Write out the material again exactly, please, and omit the pictures.

◆ **Record excerpts**:

-*-*-

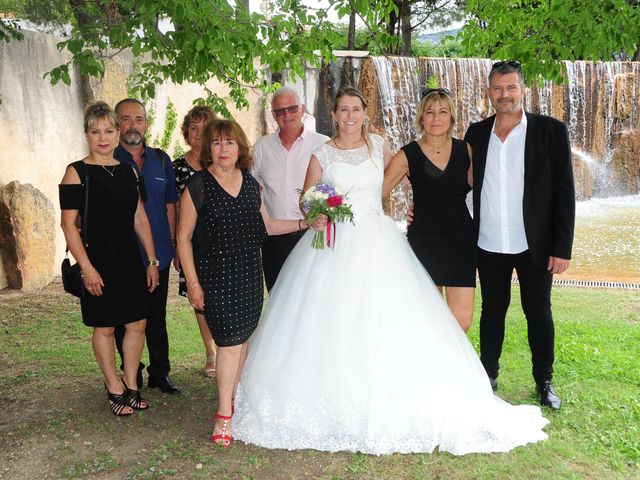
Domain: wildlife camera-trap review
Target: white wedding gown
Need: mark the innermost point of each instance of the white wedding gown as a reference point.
(357, 350)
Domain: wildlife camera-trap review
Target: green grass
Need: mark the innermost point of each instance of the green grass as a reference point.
(55, 419)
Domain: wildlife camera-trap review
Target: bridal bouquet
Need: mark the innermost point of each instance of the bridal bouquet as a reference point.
(324, 198)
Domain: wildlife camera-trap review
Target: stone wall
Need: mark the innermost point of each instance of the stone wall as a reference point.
(41, 125)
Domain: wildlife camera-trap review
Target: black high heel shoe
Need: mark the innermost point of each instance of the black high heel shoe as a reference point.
(118, 402)
(134, 399)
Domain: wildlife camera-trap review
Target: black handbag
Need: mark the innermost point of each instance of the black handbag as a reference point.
(72, 280)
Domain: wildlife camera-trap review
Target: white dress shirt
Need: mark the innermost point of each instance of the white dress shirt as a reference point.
(501, 217)
(281, 172)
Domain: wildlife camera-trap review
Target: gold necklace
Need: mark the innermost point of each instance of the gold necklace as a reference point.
(358, 143)
(111, 172)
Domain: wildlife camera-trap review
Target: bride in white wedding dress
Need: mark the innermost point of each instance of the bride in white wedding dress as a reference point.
(356, 349)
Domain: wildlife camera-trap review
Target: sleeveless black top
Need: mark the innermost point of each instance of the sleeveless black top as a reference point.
(442, 234)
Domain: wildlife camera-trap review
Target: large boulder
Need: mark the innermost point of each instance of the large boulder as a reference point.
(27, 236)
(625, 162)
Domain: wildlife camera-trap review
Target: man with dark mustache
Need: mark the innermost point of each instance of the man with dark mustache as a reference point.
(524, 212)
(154, 167)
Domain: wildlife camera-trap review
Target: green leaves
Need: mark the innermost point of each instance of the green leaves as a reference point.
(542, 34)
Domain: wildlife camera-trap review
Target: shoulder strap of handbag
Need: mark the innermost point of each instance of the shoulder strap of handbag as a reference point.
(83, 173)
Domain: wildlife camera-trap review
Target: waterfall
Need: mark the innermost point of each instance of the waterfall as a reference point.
(599, 103)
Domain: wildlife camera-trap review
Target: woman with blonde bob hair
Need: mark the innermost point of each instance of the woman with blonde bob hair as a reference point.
(184, 167)
(441, 233)
(220, 231)
(114, 277)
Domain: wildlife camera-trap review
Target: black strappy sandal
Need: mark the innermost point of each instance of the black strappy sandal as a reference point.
(118, 402)
(134, 399)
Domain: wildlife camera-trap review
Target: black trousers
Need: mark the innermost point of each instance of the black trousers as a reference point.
(495, 270)
(156, 331)
(275, 251)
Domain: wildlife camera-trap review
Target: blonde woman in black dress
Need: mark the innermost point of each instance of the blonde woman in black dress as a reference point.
(114, 277)
(441, 233)
(183, 167)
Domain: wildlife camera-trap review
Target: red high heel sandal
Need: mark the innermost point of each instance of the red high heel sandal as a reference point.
(222, 439)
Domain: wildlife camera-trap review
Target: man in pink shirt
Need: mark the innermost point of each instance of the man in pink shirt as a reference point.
(280, 165)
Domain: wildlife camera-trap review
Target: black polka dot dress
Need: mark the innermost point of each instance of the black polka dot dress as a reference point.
(227, 239)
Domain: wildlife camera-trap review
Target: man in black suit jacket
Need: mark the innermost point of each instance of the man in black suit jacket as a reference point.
(524, 212)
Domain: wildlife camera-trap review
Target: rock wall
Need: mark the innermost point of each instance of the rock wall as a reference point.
(27, 236)
(599, 103)
(41, 128)
(40, 125)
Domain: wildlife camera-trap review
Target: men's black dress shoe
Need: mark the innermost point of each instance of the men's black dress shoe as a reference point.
(494, 383)
(548, 396)
(165, 385)
(139, 380)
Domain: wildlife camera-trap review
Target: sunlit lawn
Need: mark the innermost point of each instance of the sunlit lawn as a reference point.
(56, 412)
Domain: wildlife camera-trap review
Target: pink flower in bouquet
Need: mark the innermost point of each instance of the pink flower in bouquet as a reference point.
(334, 201)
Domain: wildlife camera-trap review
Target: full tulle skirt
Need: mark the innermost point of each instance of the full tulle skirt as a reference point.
(357, 351)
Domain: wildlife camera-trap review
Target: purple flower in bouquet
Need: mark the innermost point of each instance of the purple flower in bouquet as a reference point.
(324, 198)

-*-*-

◆ **Solved exercise**:
Domain: wildlife camera-trap review
Target: white wedding gown
Need: mark the innermost point of each instance of the white wedding gown as a reference point.
(357, 350)
Domain: wildlife camera-trap review
Target: green grass
Need: mark the innermost point of each instance of the green grass as a reference point.
(55, 419)
Domain: wildlife camera-trap review
Target: bridal bouquet
Need: mark the innermost point of each instance of the bridal bouquet as a reference point.
(324, 198)
Domain: wildlife camera-trap review
Target: stone wall
Need: mark the innermost point of each instance of the stone wall as a reference point.
(41, 125)
Domain: wildlife camera-trap review
Target: black high heel shoe
Need: mark the innermost point of each instance of the black high heel shoe as a reference point.
(118, 402)
(134, 399)
Domain: wildlife camera-trap review
Target: black handbag
Need: mark the innermost point of each instance of the black handbag as a reference point.
(72, 280)
Domain: wildlife camera-trap review
Target: white dress shirt
Need: mark the innermost point of each instance of the white dress shirt as a reference point.
(501, 217)
(281, 172)
Domain: wildlife camera-trap review
Target: gold necklace
Need: mark the innermost point of each instance of the gold necklace as a reference point.
(358, 143)
(111, 172)
Domain: wildlife camera-trap review
Target: bride in white wedding dress
Need: mark the innermost point of each instance of the bride in white wedding dress as a reference point.
(356, 349)
Domain: wildlife camera-trap review
Target: sleeveless black top
Need: mark the innermost point of each instance of the sleeveless black top as a reference point.
(442, 234)
Domain: wildlife camera-trap review
Target: large boulder
Need: mark the innermost point of each instance of the large boulder as a reference point.
(27, 236)
(625, 162)
Domain: wildlife camera-trap review
Target: man with dark mustache
Need: mark the innermost point of each instance of the man with dark mustache as a reference point.
(524, 212)
(154, 167)
Domain: wildlife camera-trap review
Target: green leaves
Need: mark the innermost point of each instance of the green leaves as a reference point.
(542, 34)
Domain: wildlife camera-trap review
Target: shoulder strap of handbag
Need: mark the innermost point of each instance of the shoulder strap of handbag as a reference point.
(83, 173)
Domain: wildlife camera-trap review
Target: waterfall
Need: mark the innermost point of each instance of the waterfall as a reference point.
(599, 103)
Domain: wildlife camera-trap review
Target: woman with blonde bob hair
Need: mark the innermost point of each instance of the woman with blonde bob hair as a reference point.
(184, 167)
(441, 233)
(220, 231)
(114, 277)
Domain: wildlife camera-trap review
Target: black strappy sandal
Need: mark the innermost point of each instance of the black strappy sandal as a reference point.
(118, 402)
(134, 399)
Domain: wildlife camera-trap review
Target: black trousers
Need: mark the innermost point of each instance of the black trousers as a reference point.
(495, 270)
(156, 331)
(275, 251)
Domain: wildlife camera-trap review
Target: blonde woman in black dress
Need: mark the innermost point of each instance of the blonde woman in black dress as a reference point.
(114, 277)
(441, 233)
(183, 167)
Domain: wildlife camera-trap review
Target: red high heel sandal
Need: mark the innermost point of each instance of the red high heel sandal as a reference point.
(222, 439)
Domain: wildlife camera-trap review
Target: man in pink shirt
Need: mark the innermost point of each instance of the man in pink shirt as a reference point.
(280, 165)
Domain: wildlife camera-trap review
Target: black polka dot dress
Need: mark the innermost point of each instance of the black polka dot dress as a reference point.
(227, 239)
Domain: wildlife camera-trap review
Target: man in black suit jacket
Need: mark the innermost point of each instance of the man in black suit jacket as a reference point.
(524, 212)
Domain: wildlife camera-trap review
Target: rock wall
Need: mark the innermost point of each instance of the rock wall as a reference point.
(27, 236)
(599, 103)
(41, 128)
(40, 125)
Domain: wildlife camera-trap review
Target: men's black dress shoe
Need: mark the innermost point of each instance of the men's black dress shoe as a reference point.
(494, 383)
(548, 396)
(165, 385)
(139, 380)
Domain: wildlife camera-trap review
Target: sunlit lawn
Need: mark the innermost point of each instance of the sunlit lawn as a reference point.
(56, 412)
Domain: wildlife camera-trap review
Target: pink flower in bouquet
Need: mark the innermost point of each instance of the pink flower in bouquet as a reference point.
(334, 201)
Domain: wildlife camera-trap review
Target: full tulle skirt
Need: mark the innermost point of each instance of the full tulle skirt as a reference point.
(357, 351)
Domain: wildlife camera-trap review
Target: purple flower in bouquet
Need: mark the innermost point of each instance of the purple flower in bouquet as a reference point.
(324, 198)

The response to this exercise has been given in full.